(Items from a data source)

>> Start

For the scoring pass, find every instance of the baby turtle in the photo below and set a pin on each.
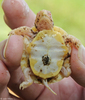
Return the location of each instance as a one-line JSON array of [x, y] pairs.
[[46, 53]]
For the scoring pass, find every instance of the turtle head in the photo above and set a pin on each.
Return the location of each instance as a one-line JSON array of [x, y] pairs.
[[44, 20]]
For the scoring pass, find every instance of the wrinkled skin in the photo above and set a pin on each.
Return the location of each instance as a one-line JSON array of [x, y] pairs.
[[10, 71]]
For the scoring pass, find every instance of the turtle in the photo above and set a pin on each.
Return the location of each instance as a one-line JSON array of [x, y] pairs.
[[46, 52]]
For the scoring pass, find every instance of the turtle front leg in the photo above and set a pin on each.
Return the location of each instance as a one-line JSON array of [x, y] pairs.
[[25, 67]]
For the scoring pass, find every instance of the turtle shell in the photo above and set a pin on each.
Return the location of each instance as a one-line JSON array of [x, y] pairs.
[[46, 55]]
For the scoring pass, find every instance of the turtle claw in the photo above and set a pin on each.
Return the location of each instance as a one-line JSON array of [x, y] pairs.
[[24, 85]]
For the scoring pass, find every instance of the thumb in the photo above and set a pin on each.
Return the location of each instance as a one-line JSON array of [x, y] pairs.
[[78, 65]]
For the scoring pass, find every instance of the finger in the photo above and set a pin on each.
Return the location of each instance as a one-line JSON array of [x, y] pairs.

>> End

Exercise –
Pictures are excluded; copy all other data exactly as shown.

Problem solution –
For the scoring pass, find every instance of the baby turtle in the photo below and set a pin on each.
Return the location of each instance as a one-line JSON array of [x, y] pairs.
[[46, 53]]
For the scoring pass, find every instance of the turtle head in the photo above and set a pin on each.
Return the location of each instance as a one-line JSON array of [x, y] pairs.
[[44, 20]]
For the scoring pass, find every instance of the wrinkled skin in the photo above and set a pin on each.
Return the location of each instance as a one-line JSON array of [x, y] pairs.
[[10, 71]]
For the scoring pass, find every instance of the turtle in the photo above and set a pin on each.
Return the location of each instance as a one-line JSON array of [x, y] pairs.
[[46, 52]]
For the scoring pass, find every instance of the turtle front leg in the photo above and set a pin on each.
Return the location of each instance as a one-line JSON array of [x, y] pairs.
[[25, 67]]
For the scoring pass, find every instance of the turtle shell in the photo above and set a pin on each.
Return the location of each instance as a one-line JSON array of [x, y] pairs.
[[46, 55]]
For the scoring pass, find every instance of the turtle claw in the photo above and set a pin on each.
Return the location of each instance as a one-line JSON array of [x, y] pairs.
[[24, 85]]
For the scoring pass, find every instance of the thumb in the photo above and set a pin on each.
Return the location of each instance as a one-line JSON array of [x, y] pairs.
[[78, 65]]
For the scoring pass, find every instance of the finger in the photo above and set a pin on each.
Return the location of each instance as a one-line JSON array of [x, y] pairs.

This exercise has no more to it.